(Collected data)
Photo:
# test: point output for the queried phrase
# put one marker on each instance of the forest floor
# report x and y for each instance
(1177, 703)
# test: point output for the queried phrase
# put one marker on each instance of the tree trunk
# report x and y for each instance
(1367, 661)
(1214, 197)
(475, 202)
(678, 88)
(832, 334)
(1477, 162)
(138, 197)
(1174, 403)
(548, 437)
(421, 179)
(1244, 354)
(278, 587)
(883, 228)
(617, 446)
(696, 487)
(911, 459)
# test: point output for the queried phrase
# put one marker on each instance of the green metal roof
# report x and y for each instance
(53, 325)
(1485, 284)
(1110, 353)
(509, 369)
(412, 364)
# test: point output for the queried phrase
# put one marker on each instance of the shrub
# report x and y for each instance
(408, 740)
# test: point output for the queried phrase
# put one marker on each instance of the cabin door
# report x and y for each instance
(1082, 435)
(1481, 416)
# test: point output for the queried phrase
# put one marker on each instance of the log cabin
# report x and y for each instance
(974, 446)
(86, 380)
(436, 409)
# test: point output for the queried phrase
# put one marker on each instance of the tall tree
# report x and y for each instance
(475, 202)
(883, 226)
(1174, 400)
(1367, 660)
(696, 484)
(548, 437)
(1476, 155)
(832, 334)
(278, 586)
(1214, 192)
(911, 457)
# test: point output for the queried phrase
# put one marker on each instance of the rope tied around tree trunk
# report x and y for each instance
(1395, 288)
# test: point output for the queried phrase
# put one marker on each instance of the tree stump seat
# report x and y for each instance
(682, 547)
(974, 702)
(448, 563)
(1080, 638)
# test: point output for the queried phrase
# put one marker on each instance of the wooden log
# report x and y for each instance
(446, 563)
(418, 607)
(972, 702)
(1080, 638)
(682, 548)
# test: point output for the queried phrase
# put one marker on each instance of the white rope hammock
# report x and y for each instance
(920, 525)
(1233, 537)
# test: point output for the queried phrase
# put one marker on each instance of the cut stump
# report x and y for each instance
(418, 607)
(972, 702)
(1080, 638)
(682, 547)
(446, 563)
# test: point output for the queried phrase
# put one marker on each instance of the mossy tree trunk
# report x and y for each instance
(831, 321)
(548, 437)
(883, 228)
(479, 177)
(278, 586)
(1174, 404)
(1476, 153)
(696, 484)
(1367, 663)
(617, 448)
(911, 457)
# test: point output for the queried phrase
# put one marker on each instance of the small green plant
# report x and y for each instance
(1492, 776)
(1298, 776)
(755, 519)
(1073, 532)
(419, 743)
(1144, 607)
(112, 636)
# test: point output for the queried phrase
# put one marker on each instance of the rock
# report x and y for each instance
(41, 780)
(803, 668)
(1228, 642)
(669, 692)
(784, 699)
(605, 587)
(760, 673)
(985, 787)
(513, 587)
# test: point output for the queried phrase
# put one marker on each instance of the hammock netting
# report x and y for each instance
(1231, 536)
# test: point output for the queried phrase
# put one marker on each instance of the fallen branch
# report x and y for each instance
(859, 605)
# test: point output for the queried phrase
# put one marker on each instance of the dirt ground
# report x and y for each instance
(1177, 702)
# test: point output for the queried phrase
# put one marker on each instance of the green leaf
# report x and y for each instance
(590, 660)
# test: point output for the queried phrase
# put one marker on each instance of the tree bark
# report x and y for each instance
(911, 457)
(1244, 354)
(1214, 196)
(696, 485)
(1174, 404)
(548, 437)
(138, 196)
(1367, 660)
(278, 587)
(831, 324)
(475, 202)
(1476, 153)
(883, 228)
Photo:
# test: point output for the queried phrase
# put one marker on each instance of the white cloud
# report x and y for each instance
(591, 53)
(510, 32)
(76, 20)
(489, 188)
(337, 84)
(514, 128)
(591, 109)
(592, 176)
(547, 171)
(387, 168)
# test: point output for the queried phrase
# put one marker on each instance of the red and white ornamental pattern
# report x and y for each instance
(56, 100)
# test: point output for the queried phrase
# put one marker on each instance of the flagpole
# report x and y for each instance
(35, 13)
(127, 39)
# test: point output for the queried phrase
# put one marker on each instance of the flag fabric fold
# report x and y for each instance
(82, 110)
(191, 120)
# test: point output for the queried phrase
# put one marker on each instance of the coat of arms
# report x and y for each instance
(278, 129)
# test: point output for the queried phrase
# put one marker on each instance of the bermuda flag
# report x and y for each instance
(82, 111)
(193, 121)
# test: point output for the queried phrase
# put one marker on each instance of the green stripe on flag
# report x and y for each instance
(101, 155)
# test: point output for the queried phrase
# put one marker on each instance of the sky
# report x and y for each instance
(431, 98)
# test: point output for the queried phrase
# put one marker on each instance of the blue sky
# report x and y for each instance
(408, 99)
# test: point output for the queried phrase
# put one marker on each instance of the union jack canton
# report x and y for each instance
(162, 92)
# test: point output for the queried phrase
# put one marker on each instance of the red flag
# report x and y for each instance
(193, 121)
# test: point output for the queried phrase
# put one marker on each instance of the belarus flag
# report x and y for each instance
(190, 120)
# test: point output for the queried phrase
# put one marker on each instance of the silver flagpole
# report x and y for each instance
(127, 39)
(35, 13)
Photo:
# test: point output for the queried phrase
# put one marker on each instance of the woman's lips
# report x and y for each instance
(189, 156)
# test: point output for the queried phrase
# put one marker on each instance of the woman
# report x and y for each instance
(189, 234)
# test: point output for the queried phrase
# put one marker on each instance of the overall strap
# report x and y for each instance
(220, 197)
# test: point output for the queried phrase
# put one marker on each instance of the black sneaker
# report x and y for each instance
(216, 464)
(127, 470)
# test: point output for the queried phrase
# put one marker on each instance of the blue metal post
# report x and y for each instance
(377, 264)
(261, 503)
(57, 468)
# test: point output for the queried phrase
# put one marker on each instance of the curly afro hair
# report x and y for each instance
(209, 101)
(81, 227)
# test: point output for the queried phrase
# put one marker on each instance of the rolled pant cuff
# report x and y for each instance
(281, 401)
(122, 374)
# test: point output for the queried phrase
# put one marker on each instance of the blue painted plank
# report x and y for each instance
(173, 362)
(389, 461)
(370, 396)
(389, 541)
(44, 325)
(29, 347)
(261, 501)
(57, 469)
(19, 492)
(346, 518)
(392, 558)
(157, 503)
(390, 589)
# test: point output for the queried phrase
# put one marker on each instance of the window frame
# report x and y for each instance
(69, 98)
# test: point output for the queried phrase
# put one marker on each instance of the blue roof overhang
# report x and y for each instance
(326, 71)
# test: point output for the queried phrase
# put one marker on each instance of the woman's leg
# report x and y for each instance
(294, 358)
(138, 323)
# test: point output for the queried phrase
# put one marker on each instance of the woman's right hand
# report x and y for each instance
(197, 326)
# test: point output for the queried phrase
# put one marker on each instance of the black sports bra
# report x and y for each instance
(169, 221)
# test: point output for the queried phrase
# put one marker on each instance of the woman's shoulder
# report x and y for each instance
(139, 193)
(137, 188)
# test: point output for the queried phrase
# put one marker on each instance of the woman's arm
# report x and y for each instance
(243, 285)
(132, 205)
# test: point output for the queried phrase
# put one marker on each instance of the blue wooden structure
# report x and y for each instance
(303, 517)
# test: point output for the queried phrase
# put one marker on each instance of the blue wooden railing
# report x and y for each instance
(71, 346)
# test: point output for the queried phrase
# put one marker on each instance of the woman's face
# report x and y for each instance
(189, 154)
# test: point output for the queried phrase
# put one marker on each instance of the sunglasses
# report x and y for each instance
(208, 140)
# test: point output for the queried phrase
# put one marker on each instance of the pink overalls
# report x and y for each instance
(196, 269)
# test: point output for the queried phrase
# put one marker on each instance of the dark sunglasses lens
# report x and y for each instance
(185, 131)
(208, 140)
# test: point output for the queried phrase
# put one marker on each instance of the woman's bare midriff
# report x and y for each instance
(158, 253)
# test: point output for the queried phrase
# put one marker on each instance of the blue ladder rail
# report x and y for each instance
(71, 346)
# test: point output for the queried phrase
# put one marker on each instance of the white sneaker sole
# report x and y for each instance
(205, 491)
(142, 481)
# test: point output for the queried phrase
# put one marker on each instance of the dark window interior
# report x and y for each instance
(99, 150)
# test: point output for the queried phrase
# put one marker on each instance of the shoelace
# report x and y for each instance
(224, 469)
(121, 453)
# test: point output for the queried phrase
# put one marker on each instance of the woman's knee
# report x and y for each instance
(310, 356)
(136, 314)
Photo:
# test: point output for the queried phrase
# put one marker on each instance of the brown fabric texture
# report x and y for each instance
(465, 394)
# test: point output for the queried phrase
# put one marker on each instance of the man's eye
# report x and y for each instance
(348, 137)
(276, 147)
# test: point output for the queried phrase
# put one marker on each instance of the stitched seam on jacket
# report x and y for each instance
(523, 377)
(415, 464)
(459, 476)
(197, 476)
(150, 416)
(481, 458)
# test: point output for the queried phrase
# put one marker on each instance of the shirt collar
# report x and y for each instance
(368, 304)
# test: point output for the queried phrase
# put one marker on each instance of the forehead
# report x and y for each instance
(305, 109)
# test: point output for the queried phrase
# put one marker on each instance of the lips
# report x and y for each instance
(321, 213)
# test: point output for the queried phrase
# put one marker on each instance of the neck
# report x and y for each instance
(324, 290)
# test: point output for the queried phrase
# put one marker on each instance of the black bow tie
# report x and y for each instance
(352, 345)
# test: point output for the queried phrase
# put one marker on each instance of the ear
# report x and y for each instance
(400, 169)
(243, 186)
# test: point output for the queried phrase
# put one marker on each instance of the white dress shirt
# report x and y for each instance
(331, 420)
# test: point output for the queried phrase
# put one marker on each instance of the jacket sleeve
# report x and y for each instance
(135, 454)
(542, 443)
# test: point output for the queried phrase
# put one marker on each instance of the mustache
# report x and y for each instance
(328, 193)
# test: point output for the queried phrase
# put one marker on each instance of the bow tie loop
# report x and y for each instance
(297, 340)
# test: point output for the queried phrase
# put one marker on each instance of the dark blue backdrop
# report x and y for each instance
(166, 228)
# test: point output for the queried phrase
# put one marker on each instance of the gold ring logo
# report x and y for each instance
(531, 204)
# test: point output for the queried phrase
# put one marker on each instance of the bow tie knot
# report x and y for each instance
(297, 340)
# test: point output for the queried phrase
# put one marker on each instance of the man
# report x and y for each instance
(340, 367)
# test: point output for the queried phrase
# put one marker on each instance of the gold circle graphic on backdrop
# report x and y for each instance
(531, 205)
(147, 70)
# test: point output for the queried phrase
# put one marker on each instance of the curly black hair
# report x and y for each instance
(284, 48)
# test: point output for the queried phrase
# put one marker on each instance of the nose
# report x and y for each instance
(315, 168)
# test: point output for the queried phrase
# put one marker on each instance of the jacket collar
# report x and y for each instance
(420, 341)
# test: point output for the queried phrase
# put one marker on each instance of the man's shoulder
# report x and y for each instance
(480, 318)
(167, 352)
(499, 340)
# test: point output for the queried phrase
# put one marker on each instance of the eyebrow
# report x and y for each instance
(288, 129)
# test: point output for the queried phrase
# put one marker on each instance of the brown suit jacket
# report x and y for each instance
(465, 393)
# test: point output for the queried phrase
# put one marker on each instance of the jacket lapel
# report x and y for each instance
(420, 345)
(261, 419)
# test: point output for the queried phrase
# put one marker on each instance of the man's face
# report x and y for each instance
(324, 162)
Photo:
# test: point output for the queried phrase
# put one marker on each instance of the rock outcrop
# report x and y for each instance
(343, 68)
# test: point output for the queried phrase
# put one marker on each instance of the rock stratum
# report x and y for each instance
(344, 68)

WHAT TO DO
Identify every line in the records above that contains the word "shirt", and copy each one. Case counts.

TASK OUTPUT
# put one marker on each instance of the shirt collar
# put one marker on each instance of the white dress shirt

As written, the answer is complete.